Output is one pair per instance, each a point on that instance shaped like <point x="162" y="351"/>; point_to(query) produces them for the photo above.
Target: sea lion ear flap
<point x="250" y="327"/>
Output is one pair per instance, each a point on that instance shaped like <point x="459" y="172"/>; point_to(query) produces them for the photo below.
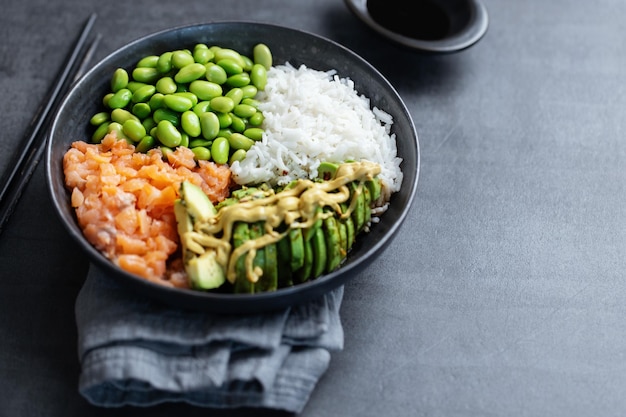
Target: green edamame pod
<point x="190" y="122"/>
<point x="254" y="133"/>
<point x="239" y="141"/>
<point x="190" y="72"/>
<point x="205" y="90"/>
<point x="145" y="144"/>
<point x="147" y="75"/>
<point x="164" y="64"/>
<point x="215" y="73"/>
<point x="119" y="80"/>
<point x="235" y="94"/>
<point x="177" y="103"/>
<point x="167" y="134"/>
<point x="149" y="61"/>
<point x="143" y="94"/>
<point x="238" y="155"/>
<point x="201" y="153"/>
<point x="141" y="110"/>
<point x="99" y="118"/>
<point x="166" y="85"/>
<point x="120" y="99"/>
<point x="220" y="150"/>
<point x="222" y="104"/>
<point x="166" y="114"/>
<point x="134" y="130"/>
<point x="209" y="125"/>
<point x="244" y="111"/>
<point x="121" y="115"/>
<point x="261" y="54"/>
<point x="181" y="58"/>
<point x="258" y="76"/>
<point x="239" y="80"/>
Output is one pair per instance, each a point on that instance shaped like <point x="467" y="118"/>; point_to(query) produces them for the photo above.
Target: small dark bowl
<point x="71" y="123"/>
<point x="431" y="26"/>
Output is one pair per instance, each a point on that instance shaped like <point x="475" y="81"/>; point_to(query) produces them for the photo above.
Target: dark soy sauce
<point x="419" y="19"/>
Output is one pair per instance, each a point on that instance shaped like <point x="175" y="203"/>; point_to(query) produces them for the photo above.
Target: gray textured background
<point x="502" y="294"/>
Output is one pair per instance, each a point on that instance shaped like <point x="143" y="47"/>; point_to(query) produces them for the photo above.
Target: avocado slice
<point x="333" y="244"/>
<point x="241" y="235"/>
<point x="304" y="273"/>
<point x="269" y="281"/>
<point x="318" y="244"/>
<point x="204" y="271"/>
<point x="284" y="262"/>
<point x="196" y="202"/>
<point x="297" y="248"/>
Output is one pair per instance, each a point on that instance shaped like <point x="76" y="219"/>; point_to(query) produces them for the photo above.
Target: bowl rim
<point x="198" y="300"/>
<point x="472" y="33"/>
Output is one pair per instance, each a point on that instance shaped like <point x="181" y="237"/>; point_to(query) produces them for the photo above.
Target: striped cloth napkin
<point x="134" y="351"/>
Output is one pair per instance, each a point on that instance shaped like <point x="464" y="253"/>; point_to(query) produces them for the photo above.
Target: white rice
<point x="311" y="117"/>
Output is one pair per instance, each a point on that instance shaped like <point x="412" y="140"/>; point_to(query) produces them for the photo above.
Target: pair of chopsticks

_ _ _ _ _

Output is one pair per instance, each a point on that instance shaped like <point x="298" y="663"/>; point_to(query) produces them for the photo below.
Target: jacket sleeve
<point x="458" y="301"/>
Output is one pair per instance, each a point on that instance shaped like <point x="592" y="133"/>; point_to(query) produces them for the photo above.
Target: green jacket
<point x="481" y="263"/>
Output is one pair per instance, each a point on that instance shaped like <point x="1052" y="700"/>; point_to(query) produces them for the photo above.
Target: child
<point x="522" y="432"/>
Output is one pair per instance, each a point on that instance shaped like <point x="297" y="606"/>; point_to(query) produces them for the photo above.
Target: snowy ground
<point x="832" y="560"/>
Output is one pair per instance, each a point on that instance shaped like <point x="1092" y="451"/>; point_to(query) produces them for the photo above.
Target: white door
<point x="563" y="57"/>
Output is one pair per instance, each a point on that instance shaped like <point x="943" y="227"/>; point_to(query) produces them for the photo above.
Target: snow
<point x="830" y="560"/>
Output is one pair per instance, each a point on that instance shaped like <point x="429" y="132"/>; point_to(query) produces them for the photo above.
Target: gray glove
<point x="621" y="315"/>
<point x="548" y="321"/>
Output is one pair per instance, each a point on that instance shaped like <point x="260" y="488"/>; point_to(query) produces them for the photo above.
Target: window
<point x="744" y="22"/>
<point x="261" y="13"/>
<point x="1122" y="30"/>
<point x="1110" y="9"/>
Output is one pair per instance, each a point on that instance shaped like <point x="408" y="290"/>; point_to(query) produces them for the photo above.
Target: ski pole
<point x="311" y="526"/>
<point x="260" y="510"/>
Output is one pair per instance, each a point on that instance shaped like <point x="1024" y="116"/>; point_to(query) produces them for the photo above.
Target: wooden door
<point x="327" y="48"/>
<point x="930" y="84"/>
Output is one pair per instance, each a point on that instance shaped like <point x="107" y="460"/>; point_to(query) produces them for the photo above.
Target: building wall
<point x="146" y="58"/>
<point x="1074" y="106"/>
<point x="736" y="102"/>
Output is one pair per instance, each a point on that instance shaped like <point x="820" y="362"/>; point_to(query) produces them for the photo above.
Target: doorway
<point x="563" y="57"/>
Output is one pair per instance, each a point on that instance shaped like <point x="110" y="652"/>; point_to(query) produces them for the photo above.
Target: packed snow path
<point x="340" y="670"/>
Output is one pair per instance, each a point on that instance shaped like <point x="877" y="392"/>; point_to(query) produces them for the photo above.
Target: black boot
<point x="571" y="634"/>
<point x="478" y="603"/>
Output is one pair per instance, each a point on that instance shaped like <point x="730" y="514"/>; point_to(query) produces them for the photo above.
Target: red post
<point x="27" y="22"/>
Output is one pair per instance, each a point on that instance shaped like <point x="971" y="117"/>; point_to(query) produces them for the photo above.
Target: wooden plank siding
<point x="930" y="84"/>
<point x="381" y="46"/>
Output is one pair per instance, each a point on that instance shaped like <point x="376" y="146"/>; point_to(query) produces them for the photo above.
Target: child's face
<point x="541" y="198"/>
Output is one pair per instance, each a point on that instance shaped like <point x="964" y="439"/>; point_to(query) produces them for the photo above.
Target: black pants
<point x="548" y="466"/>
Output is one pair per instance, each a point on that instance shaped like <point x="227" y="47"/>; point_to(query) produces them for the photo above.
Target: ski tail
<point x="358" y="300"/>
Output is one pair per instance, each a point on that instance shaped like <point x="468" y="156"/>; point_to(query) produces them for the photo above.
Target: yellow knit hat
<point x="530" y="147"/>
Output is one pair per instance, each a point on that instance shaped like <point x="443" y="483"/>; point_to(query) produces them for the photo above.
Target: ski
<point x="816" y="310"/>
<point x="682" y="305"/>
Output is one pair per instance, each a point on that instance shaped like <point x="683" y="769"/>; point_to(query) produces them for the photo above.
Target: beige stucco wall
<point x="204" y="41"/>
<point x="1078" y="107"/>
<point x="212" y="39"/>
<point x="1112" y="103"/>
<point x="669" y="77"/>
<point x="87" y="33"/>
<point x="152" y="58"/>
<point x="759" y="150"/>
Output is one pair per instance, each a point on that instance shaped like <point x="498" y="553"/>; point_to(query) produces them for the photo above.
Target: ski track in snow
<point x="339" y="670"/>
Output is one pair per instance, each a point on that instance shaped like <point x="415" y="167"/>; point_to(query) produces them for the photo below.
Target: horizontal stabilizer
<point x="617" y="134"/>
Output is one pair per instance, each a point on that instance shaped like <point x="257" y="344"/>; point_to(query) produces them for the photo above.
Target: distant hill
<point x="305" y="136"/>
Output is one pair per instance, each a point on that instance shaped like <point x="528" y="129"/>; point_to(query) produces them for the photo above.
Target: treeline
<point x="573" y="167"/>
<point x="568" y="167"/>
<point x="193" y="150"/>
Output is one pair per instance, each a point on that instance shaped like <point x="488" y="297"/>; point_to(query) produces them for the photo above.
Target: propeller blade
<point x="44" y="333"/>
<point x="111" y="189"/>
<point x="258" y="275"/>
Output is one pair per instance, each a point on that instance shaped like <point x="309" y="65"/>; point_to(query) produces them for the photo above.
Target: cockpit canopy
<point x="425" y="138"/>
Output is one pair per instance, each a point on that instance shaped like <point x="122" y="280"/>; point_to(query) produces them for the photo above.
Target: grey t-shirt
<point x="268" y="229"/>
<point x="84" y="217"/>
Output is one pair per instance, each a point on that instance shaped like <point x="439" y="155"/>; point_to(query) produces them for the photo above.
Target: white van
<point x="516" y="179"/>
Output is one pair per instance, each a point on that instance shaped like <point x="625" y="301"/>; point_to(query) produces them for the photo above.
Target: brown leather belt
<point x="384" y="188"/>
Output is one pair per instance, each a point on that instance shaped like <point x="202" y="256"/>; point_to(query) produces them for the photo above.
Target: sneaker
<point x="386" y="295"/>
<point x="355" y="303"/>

_ _ _ _ _

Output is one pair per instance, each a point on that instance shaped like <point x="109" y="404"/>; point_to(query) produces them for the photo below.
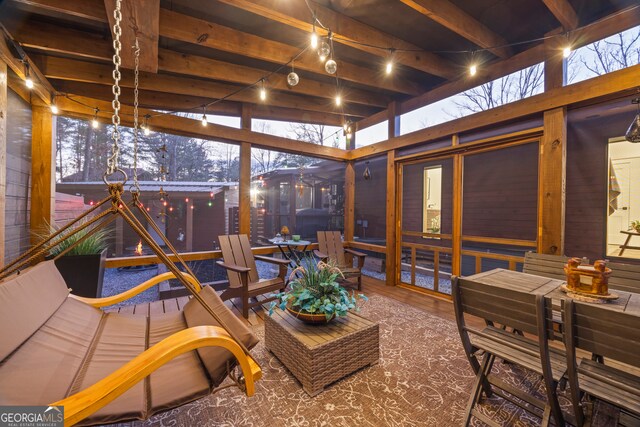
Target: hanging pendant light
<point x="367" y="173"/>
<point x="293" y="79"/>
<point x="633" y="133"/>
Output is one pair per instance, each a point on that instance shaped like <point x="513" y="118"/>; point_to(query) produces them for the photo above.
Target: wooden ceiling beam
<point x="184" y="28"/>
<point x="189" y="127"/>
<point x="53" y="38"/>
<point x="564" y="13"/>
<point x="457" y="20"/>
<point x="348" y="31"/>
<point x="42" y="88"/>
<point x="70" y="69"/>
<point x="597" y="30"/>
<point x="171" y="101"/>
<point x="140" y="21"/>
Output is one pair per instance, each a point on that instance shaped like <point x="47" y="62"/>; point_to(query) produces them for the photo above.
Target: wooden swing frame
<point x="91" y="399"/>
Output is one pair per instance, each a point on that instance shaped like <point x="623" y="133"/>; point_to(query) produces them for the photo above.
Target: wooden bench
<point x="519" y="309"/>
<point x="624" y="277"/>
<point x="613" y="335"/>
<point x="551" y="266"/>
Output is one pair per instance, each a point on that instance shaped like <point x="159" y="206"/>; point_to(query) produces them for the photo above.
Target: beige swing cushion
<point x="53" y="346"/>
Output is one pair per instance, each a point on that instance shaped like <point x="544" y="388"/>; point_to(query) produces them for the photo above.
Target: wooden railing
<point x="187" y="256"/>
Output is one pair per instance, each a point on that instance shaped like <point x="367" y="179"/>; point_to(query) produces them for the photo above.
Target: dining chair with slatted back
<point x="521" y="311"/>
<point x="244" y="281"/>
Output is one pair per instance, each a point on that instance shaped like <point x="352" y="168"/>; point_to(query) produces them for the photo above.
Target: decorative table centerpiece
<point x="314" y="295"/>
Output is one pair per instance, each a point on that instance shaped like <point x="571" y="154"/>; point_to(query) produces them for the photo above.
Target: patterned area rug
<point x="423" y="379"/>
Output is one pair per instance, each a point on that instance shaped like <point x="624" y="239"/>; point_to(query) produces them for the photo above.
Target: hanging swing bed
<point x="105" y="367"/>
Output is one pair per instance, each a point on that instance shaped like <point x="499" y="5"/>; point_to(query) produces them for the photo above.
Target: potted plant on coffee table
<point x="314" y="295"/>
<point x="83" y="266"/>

_ _ _ _ _

Count the lines of the records above that contain the string "jacket", treating uppercase and lowercase as different, and reply with that number alone.

2